EXERCISE REQUIREMENTS: Please restate each entry exactly, without skipping any.

Source data:
►

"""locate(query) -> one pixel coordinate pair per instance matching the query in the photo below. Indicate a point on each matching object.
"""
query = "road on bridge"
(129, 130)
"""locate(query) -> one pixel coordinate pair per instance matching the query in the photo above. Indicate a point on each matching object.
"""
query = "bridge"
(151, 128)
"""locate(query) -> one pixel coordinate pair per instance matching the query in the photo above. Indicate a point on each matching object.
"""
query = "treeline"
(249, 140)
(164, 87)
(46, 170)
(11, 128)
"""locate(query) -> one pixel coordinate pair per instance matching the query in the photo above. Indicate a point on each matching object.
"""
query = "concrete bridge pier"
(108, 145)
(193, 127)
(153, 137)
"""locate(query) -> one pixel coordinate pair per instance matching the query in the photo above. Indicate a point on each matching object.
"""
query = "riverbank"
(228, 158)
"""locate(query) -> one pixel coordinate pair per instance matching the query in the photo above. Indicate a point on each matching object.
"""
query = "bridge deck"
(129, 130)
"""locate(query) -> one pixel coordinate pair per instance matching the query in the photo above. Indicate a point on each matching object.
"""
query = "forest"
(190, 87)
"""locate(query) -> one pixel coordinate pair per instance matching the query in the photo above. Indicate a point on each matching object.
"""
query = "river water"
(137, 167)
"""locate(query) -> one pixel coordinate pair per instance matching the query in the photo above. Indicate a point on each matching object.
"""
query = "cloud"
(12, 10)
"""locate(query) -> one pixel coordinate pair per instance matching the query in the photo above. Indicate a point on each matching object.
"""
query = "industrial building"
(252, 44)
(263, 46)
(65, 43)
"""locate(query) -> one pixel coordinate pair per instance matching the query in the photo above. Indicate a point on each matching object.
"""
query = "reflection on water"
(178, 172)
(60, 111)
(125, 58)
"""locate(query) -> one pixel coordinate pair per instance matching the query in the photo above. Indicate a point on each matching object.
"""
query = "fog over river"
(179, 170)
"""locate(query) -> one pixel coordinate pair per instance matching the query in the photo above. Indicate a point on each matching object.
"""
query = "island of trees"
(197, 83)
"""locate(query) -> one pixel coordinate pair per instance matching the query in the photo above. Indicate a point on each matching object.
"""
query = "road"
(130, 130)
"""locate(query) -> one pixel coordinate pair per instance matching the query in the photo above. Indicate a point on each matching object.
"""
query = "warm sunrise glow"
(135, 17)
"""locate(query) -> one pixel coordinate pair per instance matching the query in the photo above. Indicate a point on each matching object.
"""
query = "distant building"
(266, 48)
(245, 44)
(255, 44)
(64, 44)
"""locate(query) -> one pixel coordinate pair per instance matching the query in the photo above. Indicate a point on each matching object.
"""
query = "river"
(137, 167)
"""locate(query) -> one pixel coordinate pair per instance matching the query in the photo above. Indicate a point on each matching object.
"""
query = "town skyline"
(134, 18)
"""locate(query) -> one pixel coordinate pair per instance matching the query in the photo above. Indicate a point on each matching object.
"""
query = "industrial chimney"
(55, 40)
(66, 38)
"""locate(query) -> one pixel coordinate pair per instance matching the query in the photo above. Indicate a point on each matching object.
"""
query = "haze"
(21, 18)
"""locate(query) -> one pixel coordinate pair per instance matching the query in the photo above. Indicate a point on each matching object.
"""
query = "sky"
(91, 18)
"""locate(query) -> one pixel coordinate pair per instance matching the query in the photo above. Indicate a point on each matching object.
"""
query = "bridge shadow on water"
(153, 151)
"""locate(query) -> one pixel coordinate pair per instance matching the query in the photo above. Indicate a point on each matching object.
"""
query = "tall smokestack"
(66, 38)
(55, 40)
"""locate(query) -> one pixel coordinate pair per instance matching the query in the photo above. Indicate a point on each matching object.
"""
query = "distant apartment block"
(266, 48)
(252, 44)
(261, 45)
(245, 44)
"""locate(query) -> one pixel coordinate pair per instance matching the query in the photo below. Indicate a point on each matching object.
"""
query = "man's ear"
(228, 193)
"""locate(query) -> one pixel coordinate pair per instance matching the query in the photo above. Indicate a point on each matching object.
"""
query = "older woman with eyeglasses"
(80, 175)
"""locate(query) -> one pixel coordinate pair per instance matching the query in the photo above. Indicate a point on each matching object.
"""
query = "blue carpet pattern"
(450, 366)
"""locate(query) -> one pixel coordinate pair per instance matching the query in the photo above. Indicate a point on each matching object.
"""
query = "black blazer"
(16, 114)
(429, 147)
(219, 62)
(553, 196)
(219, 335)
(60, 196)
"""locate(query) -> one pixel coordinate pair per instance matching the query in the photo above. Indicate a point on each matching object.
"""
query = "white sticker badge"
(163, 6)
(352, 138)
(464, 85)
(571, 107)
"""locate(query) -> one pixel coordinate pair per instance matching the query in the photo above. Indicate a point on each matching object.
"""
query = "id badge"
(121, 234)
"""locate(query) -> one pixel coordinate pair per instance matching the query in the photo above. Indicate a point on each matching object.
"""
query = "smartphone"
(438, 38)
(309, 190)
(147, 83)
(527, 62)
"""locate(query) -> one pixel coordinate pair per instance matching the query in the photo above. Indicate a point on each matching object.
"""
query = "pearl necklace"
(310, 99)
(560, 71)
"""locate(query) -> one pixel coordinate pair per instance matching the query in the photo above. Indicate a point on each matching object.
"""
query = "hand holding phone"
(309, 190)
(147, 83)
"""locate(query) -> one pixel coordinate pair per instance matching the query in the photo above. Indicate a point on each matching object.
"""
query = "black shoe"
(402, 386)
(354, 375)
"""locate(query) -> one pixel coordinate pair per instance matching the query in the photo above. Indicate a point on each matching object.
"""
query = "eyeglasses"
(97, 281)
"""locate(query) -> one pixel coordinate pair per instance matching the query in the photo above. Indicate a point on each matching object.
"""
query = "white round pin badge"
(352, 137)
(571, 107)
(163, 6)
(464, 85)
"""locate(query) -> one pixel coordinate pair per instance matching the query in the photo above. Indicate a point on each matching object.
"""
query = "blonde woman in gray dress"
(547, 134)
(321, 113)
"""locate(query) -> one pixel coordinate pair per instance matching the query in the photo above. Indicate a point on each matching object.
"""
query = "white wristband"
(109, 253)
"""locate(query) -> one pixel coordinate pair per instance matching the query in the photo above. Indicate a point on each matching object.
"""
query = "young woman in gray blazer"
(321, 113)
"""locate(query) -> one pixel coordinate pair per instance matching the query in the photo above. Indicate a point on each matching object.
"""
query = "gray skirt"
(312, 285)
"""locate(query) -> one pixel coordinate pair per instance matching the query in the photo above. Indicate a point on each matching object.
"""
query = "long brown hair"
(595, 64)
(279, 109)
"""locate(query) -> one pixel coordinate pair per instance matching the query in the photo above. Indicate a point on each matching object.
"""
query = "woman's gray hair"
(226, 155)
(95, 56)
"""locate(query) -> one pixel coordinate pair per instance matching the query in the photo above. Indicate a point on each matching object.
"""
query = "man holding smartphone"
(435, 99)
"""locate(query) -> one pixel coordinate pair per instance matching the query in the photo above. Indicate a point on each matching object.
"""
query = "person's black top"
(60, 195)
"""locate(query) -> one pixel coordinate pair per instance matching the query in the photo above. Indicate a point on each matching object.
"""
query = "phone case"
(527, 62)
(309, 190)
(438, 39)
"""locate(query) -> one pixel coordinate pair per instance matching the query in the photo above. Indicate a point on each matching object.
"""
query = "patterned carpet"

◄

SOLUTION:
"""locate(query) -> one pixel coordinate pair per instance matching the query in the photo below. Indicate a point on each matching object.
"""
query = "road on bridge"
(129, 130)
"""locate(query) -> one pixel coordinate pair per instance matching the query in the photo above. Indicate a point on each matching object.
"""
query = "bridge"
(151, 128)
"""locate(query) -> one pixel coordinate pair per instance matching the query in the photo above. Indicate a point on each matching object.
"""
query = "treeline"
(249, 140)
(164, 87)
(46, 170)
(11, 128)
"""locate(query) -> one pixel coordinate pair per instance matching the query in the photo above. Indicate a point on each matching object.
"""
query = "concrete bridge pier"
(108, 145)
(193, 127)
(153, 137)
"""locate(query) -> one pixel coordinate pair per instance matching the query in the photo above. Indicate a point on each matching object.
"""
query = "riverbank"
(228, 158)
"""locate(query) -> one pixel coordinate pair per instance matching the query in the photo above. Indicate a point on each matching object.
"""
query = "bridge deck"
(129, 130)
"""locate(query) -> one pixel coordinate pair per instance matching the query in the photo above. Indicate a point on each matching object.
"""
query = "forest"
(190, 87)
"""locate(query) -> one pixel coordinate pair per instance matching the query in the photo above. Indicate a point on each matching object.
"""
query = "river water"
(137, 167)
"""locate(query) -> one pixel coordinate pair per instance matching the query in the photo above. Indicate a point on each matching object.
"""
query = "cloud"
(12, 10)
"""locate(query) -> one pixel coordinate pair per instance matching the query in the photo above. Indicate a point on each matching object.
"""
query = "industrial building"
(252, 44)
(263, 46)
(65, 43)
"""locate(query) -> one pixel coordinate pair per instance matching the query in the photo above. Indicate a point on each matching object.
"""
query = "reflection on water"
(178, 172)
(60, 111)
(125, 58)
"""locate(query) -> one pixel coordinate pair per instance matching the query in the photo above. Indicate a point on each matching object.
"""
query = "fog over river"
(179, 170)
"""locate(query) -> one pixel coordinate pair per instance matching the query in the photo above. Indicate a point on each matching object.
"""
query = "island of trees"
(197, 83)
"""locate(query) -> one pixel coordinate pair per instance matching the query in the photo above. Indicate a point on each matching object.
"""
query = "road"
(130, 130)
"""locate(query) -> one pixel coordinate pair per instance matching the query in the photo above. Indicate a point on each matching object.
"""
query = "warm sunrise glow"
(135, 17)
"""locate(query) -> one pixel coordinate pair per instance matching the query in the photo above. Indicate a point on each matching object.
"""
query = "distant building"
(266, 48)
(245, 44)
(255, 44)
(64, 44)
"""locate(query) -> one pixel coordinate pair per instance matching the query in the photo above. Indicate a point on each matching object.
"""
query = "river"
(137, 167)
"""locate(query) -> one pixel coordinate pair per instance matching the query in the photo above. Indicate a point on each matching object.
"""
query = "town skyline"
(134, 18)
"""locate(query) -> one pixel coordinate pair per instance matching the query in the photo above. Indicate a point on each matching object.
"""
query = "industrial chimney"
(55, 40)
(66, 38)
"""locate(query) -> one pixel coordinate pair per instance matching the query in the photo above. Indicate a point on each matching object.
"""
query = "haze"
(21, 18)
"""locate(query) -> one pixel coordinate pair per instance matching the query in the photo above. Indicate a point on each matching object.
"""
query = "sky"
(91, 18)
"""locate(query) -> one pixel coordinate pair per instance matching the query in the photo above. Indicate a point on each matching object.
"""
query = "bridge shadow on water"
(153, 151)
"""locate(query) -> one pixel coordinate pair per instance matching the query in the photo above. Indicate a point on each matching object.
"""
query = "tall smokestack"
(66, 38)
(55, 40)
"""locate(query) -> one pixel coordinate pair per instance matching the query in the photo above. Indicate a point on each matching object.
"""
query = "distant apartment block"
(266, 48)
(252, 44)
(261, 45)
(245, 44)
"""locate(query) -> one pixel coordinate pair per instance matching the query in the photo below. Indicate a point on each matching object.
"""
query = "man's ear"
(228, 193)
"""locate(query) -> one pixel coordinate pair per instance matching the query in the photo above. Indicate a point on each matching object.
"""
query = "older woman with eyeglasses"
(80, 175)
"""locate(query) -> one pixel coordinate pair per instance matching the query in the photo above. Indicate a point on each matching object.
"""
query = "blue carpet pattern"
(450, 366)
"""locate(query) -> one pixel coordinate pair per instance matching the query in the photo above. Indicate a point on each matching object.
"""
query = "black blazer"
(16, 114)
(429, 147)
(219, 62)
(553, 196)
(219, 335)
(60, 196)
"""locate(query) -> one pixel coordinate pair per instance matching the query in the photo above. Indicate a point on each matching object.
"""
query = "white sticker badge"
(163, 6)
(352, 138)
(464, 85)
(571, 107)
"""locate(query) -> one pixel coordinate pair per instance matching the query in the photo above. Indicate a point on each matching object.
"""
query = "id badge"
(121, 234)
"""locate(query) -> one pixel coordinate pair per instance matching the query in the photo above. Indicate a point on each matching object.
"""
query = "smartphone"
(438, 38)
(309, 190)
(147, 83)
(527, 62)
"""locate(query) -> one pixel coordinate pair per instance matching the query in the photo above. Indicate a point on each matching object.
"""
query = "pearl necklace"
(310, 99)
(560, 71)
"""locate(query) -> one pixel coordinate pair per instance matching the query in the photo above. Indicate a point on each matching object.
"""
query = "hand holding phone"
(309, 190)
(147, 83)
"""locate(query) -> one pixel coordinate pair per instance matching the query in the photo above. Indicate a point on each matching object.
"""
query = "black shoe"
(402, 386)
(354, 375)
"""locate(query) -> one pixel coordinate pair per instance matching the query in the photo above. Indicate a point on each matching object.
"""
query = "eyeglasses"
(97, 281)
"""locate(query) -> one pixel coordinate pair per instance matching the query in the photo above. Indicate a point on each matching object.
"""
query = "white round pin badge"
(352, 137)
(571, 107)
(163, 6)
(464, 85)
"""locate(query) -> one pixel coordinate pair per instance matching the query in the photo above. Indicate a point on each matching object.
"""
query = "blonde woman in gray dress"
(547, 134)
(321, 113)
"""locate(query) -> one pixel coordinate pair per instance matching the query in the photo above. Indicate a point on each matching object.
"""
query = "white wristband"
(109, 253)
"""locate(query) -> one pixel coordinate pair per instance matching the query in the photo above. Indicate a point on each matching object.
"""
query = "young woman in gray blazer"
(321, 113)
"""locate(query) -> one pixel coordinate pair per instance matching the query in the photo above. Indicate a point on each matching object.
"""
query = "gray skirt"
(312, 285)
"""locate(query) -> one pixel coordinate pair per instance matching the query in the photo above. Indicate a point on each matching object.
"""
query = "long brown hair"
(595, 64)
(279, 109)
"""locate(query) -> one pixel coordinate pair per instance matching the query in the photo above. Indicate a point on each matching object.
"""
query = "woman's gray hair"
(226, 155)
(95, 56)
"""locate(query) -> one pixel coordinate pair per instance matching the query in the photo above. Indicate a point on each matching object.
"""
query = "man holding smartphone"
(435, 99)
"""locate(query) -> one pixel coordinate pair per instance matching the query in the photo above. Indicate a point on each matching object.
"""
query = "person's black top"
(60, 195)
"""locate(query) -> one pixel coordinate pair per instance matching the query in the photo above. Indicate a point on each matching object.
"""
query = "phone case"
(527, 62)
(309, 190)
(438, 39)
"""locate(query) -> one pixel coordinate pair per instance matching the query in the photo above. Indicate a point on each matching object.
"""
query = "patterned carpet"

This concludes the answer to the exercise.